WHAT TO DO —
Starting with the line containing "Isolate power line" and going on through the end of the rows, write those lines out again with "mint green" switched to "pale green" and everything else left unchanged.

MATERIAL FOR THIS EXERCISE —
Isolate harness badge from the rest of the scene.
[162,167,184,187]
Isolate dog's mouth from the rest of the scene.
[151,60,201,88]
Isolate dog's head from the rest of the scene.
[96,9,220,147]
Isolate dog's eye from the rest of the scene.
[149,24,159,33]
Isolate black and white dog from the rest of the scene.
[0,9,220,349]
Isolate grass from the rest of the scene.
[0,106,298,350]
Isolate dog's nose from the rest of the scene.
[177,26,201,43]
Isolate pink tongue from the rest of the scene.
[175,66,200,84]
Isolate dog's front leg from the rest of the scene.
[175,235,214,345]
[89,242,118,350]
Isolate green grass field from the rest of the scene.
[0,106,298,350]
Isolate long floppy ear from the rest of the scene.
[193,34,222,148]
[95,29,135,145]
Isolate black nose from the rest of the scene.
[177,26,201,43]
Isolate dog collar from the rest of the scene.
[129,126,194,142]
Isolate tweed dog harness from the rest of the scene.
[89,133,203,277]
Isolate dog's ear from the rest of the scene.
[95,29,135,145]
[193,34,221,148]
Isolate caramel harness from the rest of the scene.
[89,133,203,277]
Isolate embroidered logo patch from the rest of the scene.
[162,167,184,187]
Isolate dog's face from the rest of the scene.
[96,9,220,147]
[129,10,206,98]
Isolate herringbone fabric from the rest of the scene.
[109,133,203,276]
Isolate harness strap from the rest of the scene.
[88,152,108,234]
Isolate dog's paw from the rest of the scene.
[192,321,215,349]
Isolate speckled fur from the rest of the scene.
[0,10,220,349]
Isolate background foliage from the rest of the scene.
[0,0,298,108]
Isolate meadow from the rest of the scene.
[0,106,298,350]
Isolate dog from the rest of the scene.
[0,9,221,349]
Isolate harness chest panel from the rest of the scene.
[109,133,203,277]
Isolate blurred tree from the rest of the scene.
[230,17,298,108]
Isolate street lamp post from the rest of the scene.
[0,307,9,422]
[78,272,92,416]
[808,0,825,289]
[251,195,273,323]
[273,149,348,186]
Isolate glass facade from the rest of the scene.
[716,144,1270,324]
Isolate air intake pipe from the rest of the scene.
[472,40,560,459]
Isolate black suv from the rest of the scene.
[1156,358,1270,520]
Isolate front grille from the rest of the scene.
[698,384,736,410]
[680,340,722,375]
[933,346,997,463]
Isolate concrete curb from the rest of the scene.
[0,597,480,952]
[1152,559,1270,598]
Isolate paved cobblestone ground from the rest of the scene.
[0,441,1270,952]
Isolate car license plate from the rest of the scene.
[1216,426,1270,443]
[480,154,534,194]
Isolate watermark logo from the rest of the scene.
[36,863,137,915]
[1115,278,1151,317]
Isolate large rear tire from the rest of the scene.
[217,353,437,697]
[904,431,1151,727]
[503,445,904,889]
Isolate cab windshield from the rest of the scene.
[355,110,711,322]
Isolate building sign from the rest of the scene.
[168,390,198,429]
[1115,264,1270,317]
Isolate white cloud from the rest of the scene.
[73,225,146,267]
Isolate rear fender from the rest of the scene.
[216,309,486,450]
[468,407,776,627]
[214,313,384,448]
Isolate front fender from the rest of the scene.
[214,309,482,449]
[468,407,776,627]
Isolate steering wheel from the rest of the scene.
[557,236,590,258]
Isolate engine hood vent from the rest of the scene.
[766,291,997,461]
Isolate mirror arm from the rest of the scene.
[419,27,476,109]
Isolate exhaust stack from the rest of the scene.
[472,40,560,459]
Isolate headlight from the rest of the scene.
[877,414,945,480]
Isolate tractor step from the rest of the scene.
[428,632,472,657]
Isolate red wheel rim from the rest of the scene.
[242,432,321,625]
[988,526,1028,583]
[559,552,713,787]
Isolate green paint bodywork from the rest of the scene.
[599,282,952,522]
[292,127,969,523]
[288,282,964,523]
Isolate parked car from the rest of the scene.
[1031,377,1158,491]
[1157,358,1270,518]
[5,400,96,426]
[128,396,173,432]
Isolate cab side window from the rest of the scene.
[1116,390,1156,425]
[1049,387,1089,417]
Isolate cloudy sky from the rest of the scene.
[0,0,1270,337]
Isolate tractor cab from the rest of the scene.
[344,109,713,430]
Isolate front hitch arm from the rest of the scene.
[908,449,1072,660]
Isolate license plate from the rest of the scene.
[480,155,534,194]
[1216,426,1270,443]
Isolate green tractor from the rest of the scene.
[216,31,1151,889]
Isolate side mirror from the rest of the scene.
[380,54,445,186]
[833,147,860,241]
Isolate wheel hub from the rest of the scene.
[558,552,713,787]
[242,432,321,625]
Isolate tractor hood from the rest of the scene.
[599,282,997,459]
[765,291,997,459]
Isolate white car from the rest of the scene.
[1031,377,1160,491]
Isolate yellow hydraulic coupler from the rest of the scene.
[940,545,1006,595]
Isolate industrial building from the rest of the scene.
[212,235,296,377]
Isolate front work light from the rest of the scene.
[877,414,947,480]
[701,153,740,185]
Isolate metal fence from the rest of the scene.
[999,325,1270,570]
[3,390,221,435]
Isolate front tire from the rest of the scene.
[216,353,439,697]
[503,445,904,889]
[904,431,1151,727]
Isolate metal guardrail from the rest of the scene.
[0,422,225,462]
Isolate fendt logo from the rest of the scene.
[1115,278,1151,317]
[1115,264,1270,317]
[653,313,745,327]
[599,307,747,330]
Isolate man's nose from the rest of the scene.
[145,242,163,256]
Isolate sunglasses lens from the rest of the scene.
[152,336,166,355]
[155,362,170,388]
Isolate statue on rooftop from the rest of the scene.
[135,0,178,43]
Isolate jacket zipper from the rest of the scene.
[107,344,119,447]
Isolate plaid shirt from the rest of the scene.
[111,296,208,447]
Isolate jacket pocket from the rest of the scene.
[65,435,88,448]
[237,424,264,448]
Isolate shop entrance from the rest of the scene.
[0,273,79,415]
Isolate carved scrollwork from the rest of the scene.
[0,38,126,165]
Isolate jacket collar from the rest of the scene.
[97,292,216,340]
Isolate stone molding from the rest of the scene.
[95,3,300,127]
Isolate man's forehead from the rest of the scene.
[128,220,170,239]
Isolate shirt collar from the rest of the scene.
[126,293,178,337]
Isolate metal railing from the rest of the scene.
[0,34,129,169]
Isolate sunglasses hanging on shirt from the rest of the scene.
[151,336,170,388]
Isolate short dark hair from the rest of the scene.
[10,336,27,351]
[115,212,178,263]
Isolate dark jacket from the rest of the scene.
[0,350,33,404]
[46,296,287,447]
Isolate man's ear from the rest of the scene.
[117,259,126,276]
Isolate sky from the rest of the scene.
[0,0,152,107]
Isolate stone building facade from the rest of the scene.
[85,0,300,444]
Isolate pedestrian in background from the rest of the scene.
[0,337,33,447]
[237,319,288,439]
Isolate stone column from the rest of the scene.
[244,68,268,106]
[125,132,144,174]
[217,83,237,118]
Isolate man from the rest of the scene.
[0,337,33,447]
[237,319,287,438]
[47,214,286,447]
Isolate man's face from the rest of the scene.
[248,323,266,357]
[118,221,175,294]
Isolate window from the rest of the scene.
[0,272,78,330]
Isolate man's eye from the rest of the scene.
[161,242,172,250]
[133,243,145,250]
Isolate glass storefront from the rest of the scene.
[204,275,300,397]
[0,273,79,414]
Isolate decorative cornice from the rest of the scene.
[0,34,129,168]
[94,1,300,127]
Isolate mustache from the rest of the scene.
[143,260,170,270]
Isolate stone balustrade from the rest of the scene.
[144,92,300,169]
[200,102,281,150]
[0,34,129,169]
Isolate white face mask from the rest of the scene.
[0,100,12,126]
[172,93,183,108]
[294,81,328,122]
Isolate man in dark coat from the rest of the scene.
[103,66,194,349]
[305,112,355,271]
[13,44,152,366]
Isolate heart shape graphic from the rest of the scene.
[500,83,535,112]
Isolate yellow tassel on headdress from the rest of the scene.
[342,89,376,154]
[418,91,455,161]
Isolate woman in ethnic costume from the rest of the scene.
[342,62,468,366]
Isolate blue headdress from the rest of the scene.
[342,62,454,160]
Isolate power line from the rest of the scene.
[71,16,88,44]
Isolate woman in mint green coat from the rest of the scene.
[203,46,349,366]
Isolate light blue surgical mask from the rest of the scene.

RESULT OF THE TASK —
Isolate power line from the rest of the scene.
[71,16,88,44]
Isolate woman in pale green coat from the rest of the scene.
[203,46,349,366]
Isolate light blue surgical mask from the rest of the scene.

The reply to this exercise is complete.